◆ **Short problem**: Update the listing below by changing every "mask" to "outline". Leave everything else as it is.

(begin)

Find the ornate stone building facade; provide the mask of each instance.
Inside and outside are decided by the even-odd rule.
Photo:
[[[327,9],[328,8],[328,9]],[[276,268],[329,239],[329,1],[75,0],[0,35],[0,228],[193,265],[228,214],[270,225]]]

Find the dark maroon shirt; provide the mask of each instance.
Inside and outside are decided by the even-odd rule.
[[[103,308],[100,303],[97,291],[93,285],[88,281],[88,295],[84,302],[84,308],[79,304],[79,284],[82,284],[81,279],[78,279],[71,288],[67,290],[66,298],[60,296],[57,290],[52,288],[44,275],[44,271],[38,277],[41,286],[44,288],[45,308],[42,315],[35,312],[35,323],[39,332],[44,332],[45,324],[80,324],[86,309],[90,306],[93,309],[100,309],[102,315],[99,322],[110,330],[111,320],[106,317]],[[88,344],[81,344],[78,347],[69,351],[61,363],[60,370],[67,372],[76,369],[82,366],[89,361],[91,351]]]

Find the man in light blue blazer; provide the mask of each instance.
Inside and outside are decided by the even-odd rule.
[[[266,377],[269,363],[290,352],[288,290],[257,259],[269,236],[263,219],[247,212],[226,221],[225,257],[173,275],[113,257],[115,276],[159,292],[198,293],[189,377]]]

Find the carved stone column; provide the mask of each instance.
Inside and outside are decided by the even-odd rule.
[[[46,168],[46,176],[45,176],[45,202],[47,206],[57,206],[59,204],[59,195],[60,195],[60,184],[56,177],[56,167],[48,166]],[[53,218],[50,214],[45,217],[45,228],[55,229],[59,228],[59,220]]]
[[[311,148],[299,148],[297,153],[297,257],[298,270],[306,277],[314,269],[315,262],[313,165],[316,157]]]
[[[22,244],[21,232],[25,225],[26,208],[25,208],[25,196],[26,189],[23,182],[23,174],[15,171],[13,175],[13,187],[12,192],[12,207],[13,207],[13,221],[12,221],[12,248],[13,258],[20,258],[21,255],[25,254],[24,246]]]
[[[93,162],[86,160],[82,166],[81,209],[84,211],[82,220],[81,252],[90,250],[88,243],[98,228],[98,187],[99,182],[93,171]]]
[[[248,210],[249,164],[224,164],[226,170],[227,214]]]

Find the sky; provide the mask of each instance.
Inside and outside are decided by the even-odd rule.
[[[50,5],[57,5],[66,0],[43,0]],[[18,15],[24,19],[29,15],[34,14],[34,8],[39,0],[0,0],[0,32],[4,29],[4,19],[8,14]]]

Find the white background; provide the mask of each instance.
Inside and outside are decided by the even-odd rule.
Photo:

(end)

◆ **Task output**:
Find the ornate stone building facade; provide the outline of each instance.
Inside and outside are decided by the even-odd rule.
Photo:
[[[327,9],[328,8],[328,9]],[[276,268],[329,239],[329,1],[75,0],[0,35],[0,228],[193,265],[228,214],[270,225]]]

Find the dark maroon shirt; provide the outline of each instance.
Inside and outside are decided by the even-odd rule.
[[[103,308],[100,303],[97,291],[93,285],[88,281],[88,295],[84,302],[84,308],[79,304],[79,284],[82,284],[81,279],[78,279],[71,288],[67,290],[66,298],[60,296],[57,290],[52,288],[44,275],[44,271],[38,277],[41,286],[44,288],[45,308],[42,315],[35,312],[35,323],[39,332],[44,332],[45,324],[80,324],[86,309],[90,306],[93,309],[100,309],[102,315],[99,322],[110,330],[111,320],[106,317]],[[88,344],[81,344],[78,347],[69,351],[61,363],[60,370],[67,372],[76,369],[82,366],[89,361],[91,351]]]

Find the man in light blue blazer; provide the outline of each instance.
Inside and outside are decided by the even-odd rule.
[[[266,377],[269,363],[290,352],[288,290],[257,259],[269,236],[263,219],[247,212],[226,221],[225,257],[173,275],[113,257],[115,276],[159,292],[198,293],[189,377]]]

Find the carved stone column; provide the outline of each instance.
Inside and outside are decided by the even-odd rule.
[[[46,168],[46,176],[45,176],[45,202],[47,206],[57,206],[59,204],[59,195],[60,195],[60,184],[56,177],[56,167],[48,166]],[[53,218],[50,214],[45,217],[45,228],[55,229],[59,228],[59,220]]]
[[[311,148],[299,148],[297,153],[297,257],[298,270],[306,277],[314,269],[315,262],[313,165],[316,157]]]
[[[22,244],[21,232],[25,225],[26,208],[25,208],[25,196],[26,189],[23,182],[23,174],[15,171],[13,175],[13,187],[12,192],[12,207],[13,207],[13,221],[12,221],[12,248],[13,258],[20,258],[21,255],[25,254],[24,246]]]
[[[93,162],[86,160],[82,166],[81,209],[84,211],[82,220],[81,252],[90,250],[88,243],[98,228],[98,187],[99,182],[93,171]]]
[[[248,210],[249,164],[224,164],[226,170],[227,214]]]

Find the sky; provide the outline of each instance.
Inside and outside are decided by the even-odd rule.
[[[50,5],[57,5],[66,0],[43,0]],[[18,15],[24,19],[29,15],[34,14],[34,8],[39,0],[0,0],[0,32],[4,29],[4,19],[8,14]]]

Find the white background; provide the outline of each instance.
Inside and outside are decided by the even-odd rule.
Photo:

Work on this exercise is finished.